**Brief:** Give back, word for word, the stretch of the items below from their start through the line that contains "positive clicks: (212, 59)", including both ends. Leave the pictures out of your answer.

[[ Records provided open ]]

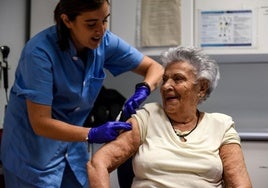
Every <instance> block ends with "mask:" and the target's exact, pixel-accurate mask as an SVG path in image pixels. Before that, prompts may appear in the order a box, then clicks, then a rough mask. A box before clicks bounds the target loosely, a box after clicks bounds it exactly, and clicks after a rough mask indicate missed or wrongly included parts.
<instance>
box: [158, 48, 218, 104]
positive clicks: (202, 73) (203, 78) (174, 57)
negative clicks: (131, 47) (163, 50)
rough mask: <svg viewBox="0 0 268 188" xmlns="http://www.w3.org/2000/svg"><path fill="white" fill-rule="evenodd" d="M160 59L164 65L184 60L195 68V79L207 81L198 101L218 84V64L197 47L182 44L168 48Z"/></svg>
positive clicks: (212, 59)
mask: <svg viewBox="0 0 268 188" xmlns="http://www.w3.org/2000/svg"><path fill="white" fill-rule="evenodd" d="M161 60H162V63H163V66H164V67H166V66H167V65H168V64H169V63H173V62H179V61H186V62H188V63H190V64H191V65H192V66H193V67H194V68H195V69H196V72H195V74H196V78H197V80H199V79H205V80H207V81H208V83H209V88H208V90H207V92H206V95H205V96H204V97H203V98H202V99H201V101H200V103H201V102H202V101H204V100H206V99H207V98H208V97H209V96H210V94H211V92H212V91H213V90H214V89H215V88H216V86H217V85H218V81H219V79H220V72H219V66H218V64H217V63H216V61H215V60H213V59H211V58H210V57H209V56H208V55H206V54H205V53H204V52H203V51H202V50H201V49H199V48H196V47H182V46H179V47H175V48H169V49H168V50H167V51H166V52H164V53H162V54H161Z"/></svg>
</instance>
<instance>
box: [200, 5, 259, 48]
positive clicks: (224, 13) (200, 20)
mask: <svg viewBox="0 0 268 188" xmlns="http://www.w3.org/2000/svg"><path fill="white" fill-rule="evenodd" d="M198 19H199V44H200V46H201V47H253V46H254V44H255V39H254V37H253V36H254V29H253V28H254V22H253V20H254V19H253V11H252V10H215V11H205V10H202V11H200V12H199V18H198ZM255 28H256V27H255Z"/></svg>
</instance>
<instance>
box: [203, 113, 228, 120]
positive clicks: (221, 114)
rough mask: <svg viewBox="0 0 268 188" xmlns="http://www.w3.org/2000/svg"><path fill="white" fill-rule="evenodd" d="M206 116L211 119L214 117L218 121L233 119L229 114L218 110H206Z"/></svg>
mask: <svg viewBox="0 0 268 188" xmlns="http://www.w3.org/2000/svg"><path fill="white" fill-rule="evenodd" d="M206 116H208V117H209V118H211V119H216V120H218V121H233V120H232V119H233V118H232V117H231V116H230V115H227V114H224V113H219V112H212V113H208V112H206Z"/></svg>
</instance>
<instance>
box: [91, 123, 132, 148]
mask: <svg viewBox="0 0 268 188" xmlns="http://www.w3.org/2000/svg"><path fill="white" fill-rule="evenodd" d="M131 129H132V126H131V124H130V123H126V122H120V121H109V122H107V123H105V124H103V125H101V126H99V127H94V128H91V129H90V131H89V133H88V142H89V143H99V144H101V143H105V142H110V141H112V140H114V139H116V137H117V136H118V135H119V134H120V132H121V131H129V130H131Z"/></svg>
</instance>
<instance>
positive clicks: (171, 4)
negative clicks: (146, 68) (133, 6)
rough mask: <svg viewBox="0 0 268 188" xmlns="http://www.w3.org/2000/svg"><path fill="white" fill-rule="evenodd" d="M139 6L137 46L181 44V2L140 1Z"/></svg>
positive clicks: (152, 46)
mask: <svg viewBox="0 0 268 188" xmlns="http://www.w3.org/2000/svg"><path fill="white" fill-rule="evenodd" d="M139 4H140V7H139V9H138V10H137V15H138V22H139V24H138V26H139V28H138V30H137V32H138V33H137V36H138V37H137V39H138V42H139V44H138V45H137V46H139V47H161V46H176V45H179V44H181V0H169V1H163V0H150V1H148V0H140V3H139Z"/></svg>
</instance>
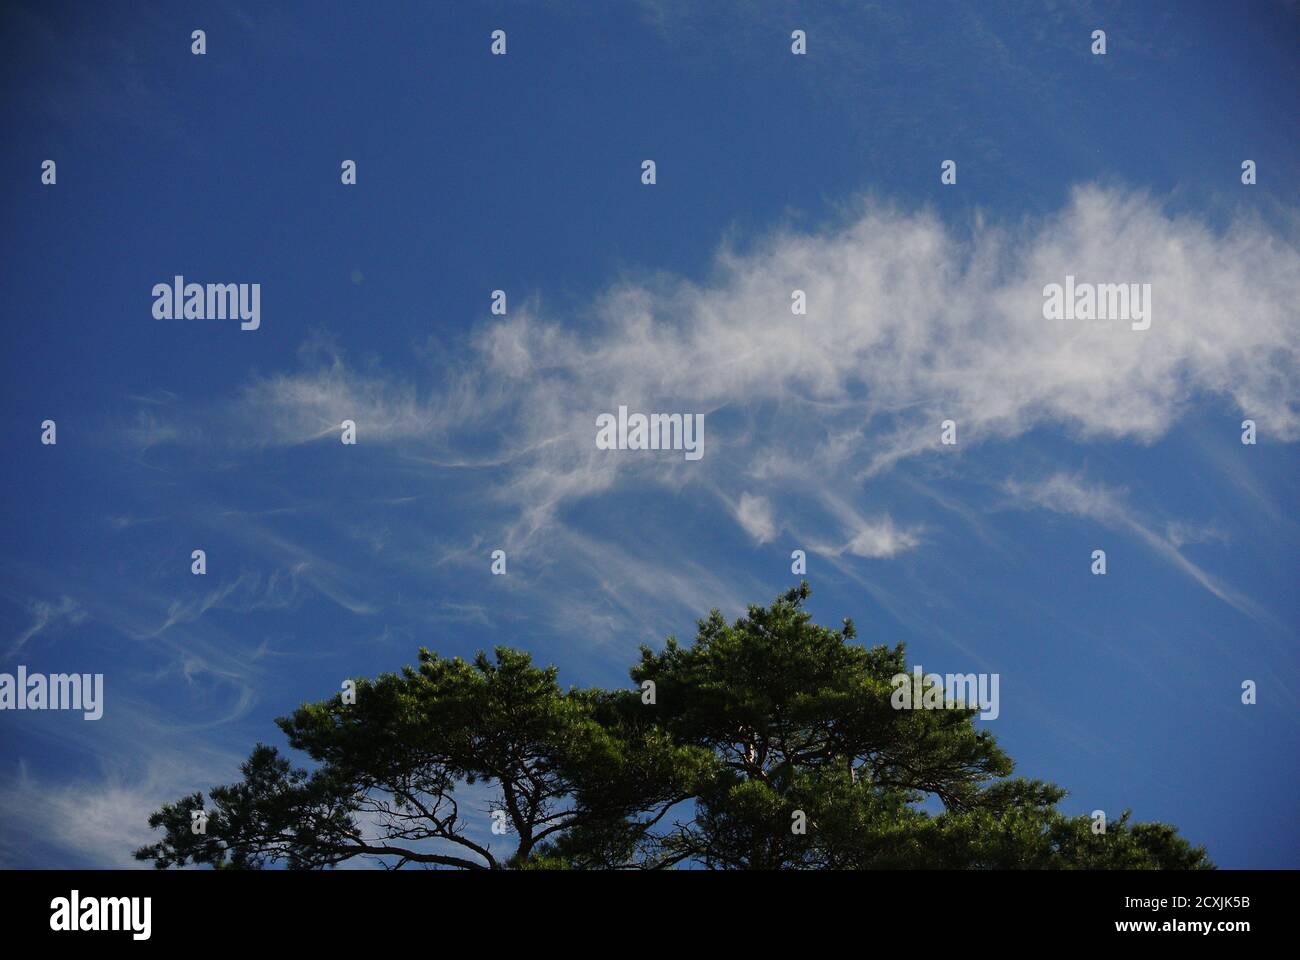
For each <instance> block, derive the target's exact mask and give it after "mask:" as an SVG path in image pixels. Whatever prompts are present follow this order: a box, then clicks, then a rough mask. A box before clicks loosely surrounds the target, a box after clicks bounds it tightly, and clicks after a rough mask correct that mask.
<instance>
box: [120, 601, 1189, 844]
mask: <svg viewBox="0 0 1300 960" xmlns="http://www.w3.org/2000/svg"><path fill="white" fill-rule="evenodd" d="M807 597H809V587H807V584H806V583H803V584H801V585H800V587H797V588H794V589H790V591H789V592H788V593H785V594H784V596H781V597H777V598H776V600H775V601H774V602H772V604H771V605H770V606H750V607H749V611H748V614H746V615H745V617H742V618H740V619H737V620H735V622H733V623H728V622H727V620H725V618H723V615H722V614H719V613H718V611H716V610H715V611H714V613H711V614H710V615H708V617H707V618H705V619H702V620H699V623H698V631H697V635H695V639H694V640H693V643H692V644H690V645H682V644H680V643H679V641H677V640H676V639H675V637H669V639H668V640H667V644H666V645H664V648H663V649H660V650H658V652H655V650H651V649H650V648H646V647H642V648H641V658H640V661H638V662H637V663H636V665H633V667H632V670H630V675H632V679H633V682H634V683H636V684H637V686H636V688H630V689H599V688H577V687H571V688H568V689H564V688H562V687H560V684H559V682H558V671H556V669H555V667H554V666H551V667H538V666H536V665H534V663H533V662H532V658H530V657H529V654H528V653H523V652H520V650H513V649H508V648H503V647H499V648H497V649H495V652H494V653H493V656H487V654H485V653H480V654H478V656H477V657H474V660H473V661H472V662H467V661H464V660H461V658H459V657H454V658H446V657H441V656H438V654H437V653H433V652H430V650H428V649H422V648H421V650H420V657H419V663H417V666H415V667H406V669H403V670H402V671H400V673H398V674H383V675H381V676H378V678H376V679H373V680H372V679H357V680H356V682H355V683H356V689H355V696H347V695H344V693H338V695H335V696H333V697H331V699H329V700H325V701H320V702H313V704H305V705H303V706H300V708H298V710H295V712H294V713H292V715H290V717H282V718H281V719H278V721H277V725H278V726H279V728H281V731H282V732H283V735H285V738H286V739H287V743H289V745H290V747H291V748H292V749H295V751H299V752H302V753H304V754H305V756H307V757H309V758H311V761H312V764H311V765H309V767H304V766H295V765H294V764H291V762H290V760H289V758H286V757H285V756H282V754H281V752H279V751H278V749H277V748H274V747H268V745H264V744H259V745H256V747H255V748H253V751H252V753H251V754H250V757H248V760H247V761H246V762H244V764H243V765H242V767H240V773H242V777H243V779H242V780H239V782H238V783H233V784H227V786H222V787H214V788H212V790H211V791H208V795H207V797H204V795H203V793H201V792H198V793H192V795H190V796H186V797H182V799H179V800H177V801H175V803H172V804H165V805H164V807H162V808H161V809H160V810H157V812H156V813H153V814H152V816H151V817H149V826H151V827H155V829H160V830H161V831H162V836H161V839H160V840H157V842H156V843H152V844H149V846H147V847H142V848H140V849H138V851H136V852H135V856H136V859H139V860H146V861H148V860H152V861H153V862H155V865H156V866H159V868H168V866H181V865H185V864H207V865H211V866H214V868H218V869H257V868H263V866H269V865H282V866H289V868H298V869H320V868H326V866H333V865H337V864H339V862H343V861H344V860H350V859H352V857H359V856H361V857H365V856H372V857H377V860H378V862H381V864H382V865H385V866H390V868H398V866H408V865H422V866H434V868H461V869H504V868H516V869H664V868H672V866H694V868H710V869H819V868H823V869H906V868H913V869H915V868H941V869H1056V868H1063V869H1069V868H1083V869H1193V868H1210V866H1213V865H1212V864H1210V862H1209V860H1208V859H1206V855H1205V849H1204V848H1201V847H1192V846H1191V844H1190V843H1188V842H1187V840H1184V839H1183V838H1180V836H1179V835H1178V831H1177V830H1175V829H1174V827H1171V826H1167V825H1164V823H1139V822H1132V821H1131V817H1130V813H1128V812H1127V810H1126V812H1123V813H1122V814H1121V816H1119V817H1115V818H1113V820H1110V822H1108V823H1106V825H1105V830H1104V831H1097V830H1096V829H1095V823H1093V820H1092V818H1089V817H1087V816H1078V817H1067V816H1065V814H1063V813H1061V812H1060V810H1058V809H1057V803H1058V801H1060V800H1061V799H1062V797H1063V796H1065V791H1063V790H1061V788H1060V787H1057V786H1053V784H1050V783H1044V782H1040V780H1027V779H1022V778H1011V771H1013V766H1014V765H1013V762H1011V760H1010V758H1009V757H1008V756H1006V754H1005V753H1004V752H1002V751H1001V748H1000V747H998V745H997V741H996V739H995V738H993V735H992V734H991V732H988V731H987V730H982V728H976V725H975V718H976V714H978V708H967V706H965V705H962V704H959V702H950V701H949V702H945V704H944V705H943V708H941V709H896V708H894V705H893V704H892V701H891V695H892V693H893V689H894V688H893V686H892V683H891V680H892V678H894V676H897V675H900V674H906V673H907V665H906V662H905V656H904V654H905V649H904V645H902V644H898V645H896V647H893V648H887V647H872V648H865V647H861V645H858V644H857V643H855V633H854V628H853V623H852V622H850V620H845V622H844V624H842V627H840V628H839V630H829V628H827V627H822V626H818V624H815V623H813V620H811V615H810V614H809V611H807V610H806V609H805V601H806V600H807ZM200 812H201V814H200ZM200 821H201V826H200Z"/></svg>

[[ Records provided closed ]]

**Exercise answer:**
Every <instance> block ends with "mask:" and the target's exact, pixel-accurate mask as an SVG path in image pixels. Before that, prompts may appear in the order a box, then clicks, then a rough mask. A box before clicks bounds the target loosely, a box after clicks bounds it exactly, and clicks after a rough mask indicate missed or wrongly included parts.
<instance>
box: [158, 48, 218, 104]
positive clicks: (202, 73) (203, 78) (174, 57)
negative clicks: (131, 47) (163, 50)
rough mask: <svg viewBox="0 0 268 188" xmlns="http://www.w3.org/2000/svg"><path fill="white" fill-rule="evenodd" d="M160 59L164 65L184 60L195 68V79L207 81L198 101L218 84V64L197 47L182 44L168 48Z"/></svg>
positive clicks: (212, 59)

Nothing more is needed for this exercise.